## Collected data

::::::::

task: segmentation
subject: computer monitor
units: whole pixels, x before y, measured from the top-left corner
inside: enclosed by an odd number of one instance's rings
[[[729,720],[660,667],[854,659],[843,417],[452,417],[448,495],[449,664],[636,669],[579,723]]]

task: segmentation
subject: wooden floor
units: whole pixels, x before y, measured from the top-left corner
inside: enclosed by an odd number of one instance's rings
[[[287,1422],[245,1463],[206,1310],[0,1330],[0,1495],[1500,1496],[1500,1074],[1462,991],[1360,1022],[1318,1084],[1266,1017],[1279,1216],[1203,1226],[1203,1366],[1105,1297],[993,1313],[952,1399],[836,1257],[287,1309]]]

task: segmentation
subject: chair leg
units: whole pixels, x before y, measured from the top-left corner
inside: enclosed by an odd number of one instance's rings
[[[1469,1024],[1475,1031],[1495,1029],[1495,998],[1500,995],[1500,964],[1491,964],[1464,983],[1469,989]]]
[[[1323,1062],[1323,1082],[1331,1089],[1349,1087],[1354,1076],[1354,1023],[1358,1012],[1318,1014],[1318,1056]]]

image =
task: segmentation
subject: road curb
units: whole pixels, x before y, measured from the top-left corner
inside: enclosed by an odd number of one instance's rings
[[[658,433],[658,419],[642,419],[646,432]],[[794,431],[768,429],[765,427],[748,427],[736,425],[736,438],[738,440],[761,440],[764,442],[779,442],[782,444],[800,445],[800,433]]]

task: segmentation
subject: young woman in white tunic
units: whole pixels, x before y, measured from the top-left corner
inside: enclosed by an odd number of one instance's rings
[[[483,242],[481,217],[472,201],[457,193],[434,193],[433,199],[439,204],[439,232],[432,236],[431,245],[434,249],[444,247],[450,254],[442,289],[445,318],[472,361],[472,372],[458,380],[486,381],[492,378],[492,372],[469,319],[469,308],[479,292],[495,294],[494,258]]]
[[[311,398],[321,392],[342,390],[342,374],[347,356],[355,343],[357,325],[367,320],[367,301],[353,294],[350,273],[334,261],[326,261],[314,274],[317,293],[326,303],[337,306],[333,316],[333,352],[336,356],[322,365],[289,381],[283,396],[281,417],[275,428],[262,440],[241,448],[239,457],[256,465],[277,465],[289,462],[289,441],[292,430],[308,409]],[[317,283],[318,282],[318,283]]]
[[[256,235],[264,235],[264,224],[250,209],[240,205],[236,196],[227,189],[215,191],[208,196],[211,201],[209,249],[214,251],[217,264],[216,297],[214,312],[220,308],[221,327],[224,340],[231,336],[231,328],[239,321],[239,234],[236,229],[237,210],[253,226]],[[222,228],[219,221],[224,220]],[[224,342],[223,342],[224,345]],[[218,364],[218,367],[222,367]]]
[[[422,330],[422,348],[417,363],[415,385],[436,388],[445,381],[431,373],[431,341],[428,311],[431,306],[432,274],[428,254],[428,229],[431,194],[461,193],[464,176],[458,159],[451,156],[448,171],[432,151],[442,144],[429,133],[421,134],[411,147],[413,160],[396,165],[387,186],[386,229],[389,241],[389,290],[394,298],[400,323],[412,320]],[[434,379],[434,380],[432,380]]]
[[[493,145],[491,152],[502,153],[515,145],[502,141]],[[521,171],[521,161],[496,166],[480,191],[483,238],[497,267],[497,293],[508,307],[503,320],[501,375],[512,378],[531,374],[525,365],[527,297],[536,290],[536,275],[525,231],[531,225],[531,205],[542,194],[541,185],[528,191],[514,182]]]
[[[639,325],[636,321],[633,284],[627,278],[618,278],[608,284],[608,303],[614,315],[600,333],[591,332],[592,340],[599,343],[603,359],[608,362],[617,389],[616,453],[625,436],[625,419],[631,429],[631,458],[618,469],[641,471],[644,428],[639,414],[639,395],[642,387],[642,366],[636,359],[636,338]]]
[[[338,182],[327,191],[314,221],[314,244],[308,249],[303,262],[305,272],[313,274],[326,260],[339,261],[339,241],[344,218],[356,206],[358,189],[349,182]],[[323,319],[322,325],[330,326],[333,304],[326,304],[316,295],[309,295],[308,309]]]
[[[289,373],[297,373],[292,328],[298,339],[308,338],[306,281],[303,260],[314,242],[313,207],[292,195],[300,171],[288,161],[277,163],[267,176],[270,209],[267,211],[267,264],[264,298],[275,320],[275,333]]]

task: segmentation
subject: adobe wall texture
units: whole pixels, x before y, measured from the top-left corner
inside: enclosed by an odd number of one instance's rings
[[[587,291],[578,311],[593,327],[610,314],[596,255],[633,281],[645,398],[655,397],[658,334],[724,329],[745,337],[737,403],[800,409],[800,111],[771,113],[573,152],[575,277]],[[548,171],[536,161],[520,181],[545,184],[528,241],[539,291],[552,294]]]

::::::::

## What you have to do
From the first line through the last, repeat the entries exactly.

## Written response
task: segmentation
subject: computer monitor
units: whole pixels, x before y, measured from the top-left corner
inside: enclosed by an odd number of one instance's rings
[[[729,720],[660,667],[854,659],[843,417],[452,417],[448,495],[449,664],[636,669],[579,723]]]

task: segmentation
subject: wooden floor
units: whole pixels, x before y, measured from the top-left corner
inside: enclosed by an odd number of one instance's rings
[[[287,1422],[245,1463],[206,1310],[0,1330],[0,1495],[1500,1496],[1500,1074],[1462,991],[1360,1022],[1318,1084],[1266,1017],[1279,1216],[1203,1226],[1203,1366],[1105,1297],[993,1313],[952,1399],[836,1257],[287,1309]]]

task: segmentation
subject: chair leg
units: whole pixels, x before y, measured from the top-left corner
inside: enclosed by an odd number of one instance's rings
[[[1469,1024],[1475,1031],[1495,1029],[1495,998],[1500,995],[1500,964],[1491,964],[1464,983],[1469,989]]]
[[[1323,1062],[1323,1082],[1331,1089],[1349,1087],[1354,1076],[1354,1023],[1358,1012],[1318,1014],[1318,1056]]]

image =
task: segmentation
subject: road curb
units: whole pixels, x before y, measured from the top-left corner
inside: enclosed by an odd number of one instance's rings
[[[658,433],[658,419],[642,419],[646,432]],[[794,431],[768,429],[765,427],[748,427],[736,425],[736,438],[738,440],[761,440],[764,442],[779,442],[782,444],[800,445],[800,433]]]

task: segmentation
subject: young woman in white tunic
units: whole pixels, x before y, measured from the top-left corner
inside: enclosed by an odd number of one instance's rings
[[[483,242],[481,217],[472,201],[457,193],[434,193],[433,199],[439,204],[439,232],[432,236],[431,245],[434,249],[444,247],[450,254],[442,289],[445,318],[472,361],[472,372],[458,380],[486,381],[492,378],[492,372],[469,319],[469,308],[479,292],[495,294],[494,258]]]
[[[311,398],[321,392],[342,390],[342,374],[347,356],[355,343],[357,325],[367,320],[367,301],[353,294],[350,273],[334,261],[326,261],[314,274],[317,293],[326,303],[337,306],[333,316],[333,352],[336,356],[322,365],[289,381],[283,396],[281,417],[275,428],[262,440],[241,448],[239,457],[256,465],[277,465],[289,462],[289,441],[292,430],[308,409]],[[317,283],[318,282],[318,283]]]
[[[256,235],[264,235],[264,224],[250,209],[240,205],[236,196],[227,189],[215,191],[208,196],[211,201],[209,249],[214,251],[217,264],[216,297],[214,312],[220,308],[221,327],[224,340],[231,336],[231,328],[239,321],[239,234],[236,229],[237,210],[253,226]],[[222,228],[219,221],[224,220]],[[224,342],[223,342],[224,345]],[[218,364],[218,367],[222,367]]]
[[[422,330],[422,348],[417,363],[415,385],[436,388],[445,381],[431,373],[431,341],[428,311],[431,306],[432,274],[428,254],[428,229],[431,194],[461,193],[464,176],[458,159],[451,156],[448,171],[432,151],[442,144],[429,133],[421,134],[411,147],[413,160],[396,165],[387,186],[386,229],[389,241],[389,290],[394,298],[400,323],[412,320]],[[434,379],[434,380],[432,380]]]
[[[493,145],[491,152],[502,153],[515,145],[502,141]],[[521,171],[521,161],[496,166],[480,191],[483,238],[497,267],[497,293],[508,307],[503,320],[501,375],[512,378],[531,374],[525,365],[527,297],[536,290],[536,275],[525,231],[531,225],[531,205],[542,194],[541,185],[528,191],[514,182]]]
[[[639,325],[636,321],[633,284],[627,278],[618,278],[608,284],[608,303],[614,315],[600,333],[591,332],[592,340],[599,343],[603,359],[608,362],[617,389],[616,453],[625,436],[625,419],[631,429],[631,458],[618,469],[641,471],[644,428],[639,414],[639,395],[642,387],[642,366],[636,359],[636,338]]]
[[[338,182],[327,191],[314,221],[314,244],[308,249],[303,262],[305,272],[313,274],[326,260],[339,261],[339,241],[344,218],[356,206],[358,189],[349,182]],[[323,319],[322,325],[330,326],[333,304],[326,304],[316,295],[309,295],[308,309]]]
[[[289,373],[297,373],[292,328],[298,339],[308,338],[306,281],[303,260],[314,242],[313,207],[292,195],[300,171],[288,161],[277,163],[267,176],[270,209],[267,211],[267,264],[264,298],[275,320],[275,333]]]

task: segmentation
subject: adobe wall texture
units: whole pixels, x before y, measured from the top-left corner
inside: enclosed by an odd number of one instance's rings
[[[587,291],[578,311],[593,327],[610,314],[596,255],[633,281],[645,398],[655,397],[658,334],[724,329],[745,337],[737,403],[800,409],[800,111],[771,113],[573,152],[575,277]],[[548,171],[536,161],[520,181],[545,184],[528,241],[539,291],[552,294]]]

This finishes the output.